PROBLEMS TO WORK ON
(a) In the passage, when was Bantry?
(b) Reproduce the passage from "Though here in" up to and including "She’s free now.".

EXTRACT TO READ
And I place my tired head on the handle of my sickle and I look at the golden fruit on the hedgerow and I hear her and the ghost with the glass of hotel Merlot and Camel Blue in each hand doesn’t motivate me, not at all. She sounds lonely – she is, that. Bantry was two years ago in October. By November, that ghost had sought help. And she didn’t know the pandemic was coming, but she was at least slowing down by her own volition. Her voice in my memory though, is metallic and urgent. Afraid. That is what I hear under the guilt for slowing down. Fear.

But my old fear won’t make me regret electing sanity. It won’t make me regret stopping the chase and instead, chipping away at my work – but not being chipped away at, by my work. 

Here at the end of the year I am slower than I used to be: or as slow as I always should have been, if I’d only let myself live – and that is how I intend to go on into my winter. One word by one word, one day by one day. One no, by one no. Grieve the missed opportunities as they pass, and celebrate the ones I have the capacity to take. Never tell people I’m ‘so busy,’ ever again – even if I am.

Though here in the frame of the Seven of Pentacles, the figure is hard at work – their life is not the sum of their labour. Their humanity is not their sickle. Their joy is not their Pentacles, least of all when they are this tired. I will not speed up just because the world around me is insisting I ‘girlboss’ my way into the late pandemic. I will stay placing my words down like seeds. I will feel the chill of that old ghost and I’ll remember that she’s only an echo. She’s free now.

THE DATA
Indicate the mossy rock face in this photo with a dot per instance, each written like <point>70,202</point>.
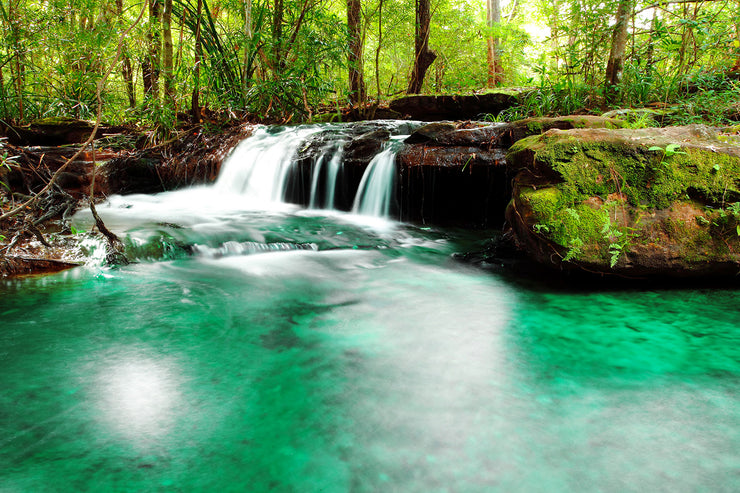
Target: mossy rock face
<point>502,135</point>
<point>649,202</point>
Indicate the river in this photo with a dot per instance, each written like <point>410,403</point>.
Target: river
<point>274,348</point>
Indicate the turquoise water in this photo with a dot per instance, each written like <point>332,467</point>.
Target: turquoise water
<point>286,351</point>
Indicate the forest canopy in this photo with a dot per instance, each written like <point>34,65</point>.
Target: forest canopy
<point>286,60</point>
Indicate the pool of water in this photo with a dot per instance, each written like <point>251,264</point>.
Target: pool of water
<point>284,350</point>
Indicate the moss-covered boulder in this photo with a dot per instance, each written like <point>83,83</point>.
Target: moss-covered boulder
<point>649,202</point>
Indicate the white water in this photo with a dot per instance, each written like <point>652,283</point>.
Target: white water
<point>334,153</point>
<point>259,165</point>
<point>376,189</point>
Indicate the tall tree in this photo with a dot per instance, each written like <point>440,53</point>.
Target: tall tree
<point>167,61</point>
<point>354,25</point>
<point>247,50</point>
<point>423,56</point>
<point>615,63</point>
<point>127,71</point>
<point>195,100</point>
<point>493,21</point>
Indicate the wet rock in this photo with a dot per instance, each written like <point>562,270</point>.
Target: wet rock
<point>636,203</point>
<point>56,131</point>
<point>193,158</point>
<point>454,107</point>
<point>453,173</point>
<point>16,266</point>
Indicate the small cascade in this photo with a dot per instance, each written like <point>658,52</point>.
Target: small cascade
<point>331,160</point>
<point>259,165</point>
<point>329,166</point>
<point>376,189</point>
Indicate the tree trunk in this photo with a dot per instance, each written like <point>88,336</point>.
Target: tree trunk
<point>151,64</point>
<point>167,62</point>
<point>495,73</point>
<point>195,101</point>
<point>377,50</point>
<point>277,36</point>
<point>127,71</point>
<point>354,25</point>
<point>247,46</point>
<point>615,64</point>
<point>423,56</point>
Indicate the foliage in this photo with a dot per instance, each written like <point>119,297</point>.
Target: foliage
<point>285,59</point>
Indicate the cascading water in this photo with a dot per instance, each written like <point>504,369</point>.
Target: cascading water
<point>332,156</point>
<point>376,189</point>
<point>259,165</point>
<point>303,351</point>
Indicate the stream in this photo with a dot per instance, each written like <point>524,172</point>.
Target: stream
<point>259,346</point>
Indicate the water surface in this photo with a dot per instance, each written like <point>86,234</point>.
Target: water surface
<point>365,360</point>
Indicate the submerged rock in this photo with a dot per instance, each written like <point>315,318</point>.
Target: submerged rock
<point>649,202</point>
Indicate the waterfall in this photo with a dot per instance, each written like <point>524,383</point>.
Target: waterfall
<point>333,153</point>
<point>376,189</point>
<point>304,164</point>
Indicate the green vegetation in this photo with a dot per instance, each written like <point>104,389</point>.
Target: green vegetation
<point>289,60</point>
<point>604,198</point>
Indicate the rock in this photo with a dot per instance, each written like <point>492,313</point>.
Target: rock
<point>453,173</point>
<point>16,266</point>
<point>454,107</point>
<point>491,135</point>
<point>636,203</point>
<point>194,157</point>
<point>56,131</point>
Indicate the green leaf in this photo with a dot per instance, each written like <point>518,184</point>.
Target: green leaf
<point>672,147</point>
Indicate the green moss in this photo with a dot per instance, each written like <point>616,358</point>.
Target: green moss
<point>593,180</point>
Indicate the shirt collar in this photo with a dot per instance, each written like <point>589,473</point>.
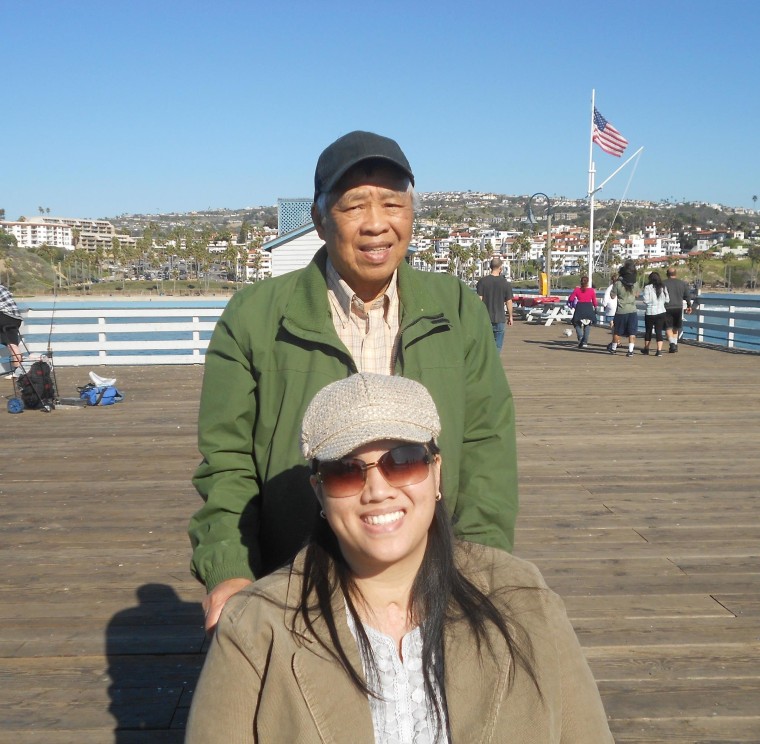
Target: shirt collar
<point>345,296</point>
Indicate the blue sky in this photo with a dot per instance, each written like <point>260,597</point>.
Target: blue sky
<point>139,106</point>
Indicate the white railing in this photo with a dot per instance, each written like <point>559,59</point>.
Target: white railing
<point>733,323</point>
<point>116,336</point>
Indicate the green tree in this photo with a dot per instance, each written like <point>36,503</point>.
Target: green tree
<point>727,259</point>
<point>753,253</point>
<point>521,251</point>
<point>459,257</point>
<point>427,257</point>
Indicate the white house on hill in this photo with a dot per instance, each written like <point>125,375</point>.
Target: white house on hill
<point>294,249</point>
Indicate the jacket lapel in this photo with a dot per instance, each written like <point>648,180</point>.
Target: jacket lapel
<point>340,711</point>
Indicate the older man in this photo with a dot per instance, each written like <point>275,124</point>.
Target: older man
<point>358,306</point>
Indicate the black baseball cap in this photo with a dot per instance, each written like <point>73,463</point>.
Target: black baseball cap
<point>350,149</point>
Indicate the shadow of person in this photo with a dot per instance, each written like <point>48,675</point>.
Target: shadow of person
<point>277,524</point>
<point>155,653</point>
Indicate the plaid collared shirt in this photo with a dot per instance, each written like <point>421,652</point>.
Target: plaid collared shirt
<point>368,330</point>
<point>7,304</point>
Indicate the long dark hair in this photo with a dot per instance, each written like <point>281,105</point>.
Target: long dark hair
<point>627,273</point>
<point>440,595</point>
<point>656,281</point>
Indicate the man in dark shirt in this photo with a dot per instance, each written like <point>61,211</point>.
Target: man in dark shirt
<point>496,292</point>
<point>678,293</point>
<point>10,322</point>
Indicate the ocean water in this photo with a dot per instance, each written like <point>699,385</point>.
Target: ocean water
<point>746,329</point>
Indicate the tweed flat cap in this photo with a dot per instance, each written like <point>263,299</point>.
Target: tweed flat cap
<point>366,408</point>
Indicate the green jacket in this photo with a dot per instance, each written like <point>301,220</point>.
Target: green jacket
<point>273,349</point>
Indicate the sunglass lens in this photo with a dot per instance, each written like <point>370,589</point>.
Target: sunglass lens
<point>342,477</point>
<point>404,466</point>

ANSWERS TO THE PROBLEMS
(a) Two years ago in October.

(b)
Though here in the frame of the Seven of Pentacles, the figure is hard at work – their life is not the sum of their labour. Their humanity is not their sickle. Their joy is not their Pentacles, least of all when they are this tired. I will not speed up just because the world around me is insisting I ‘girlboss’ my way into the late pandemic. I will stay placing my words down like seeds. I will feel the chill of that old ghost and I’ll remember that she’s only an echo. She’s free now.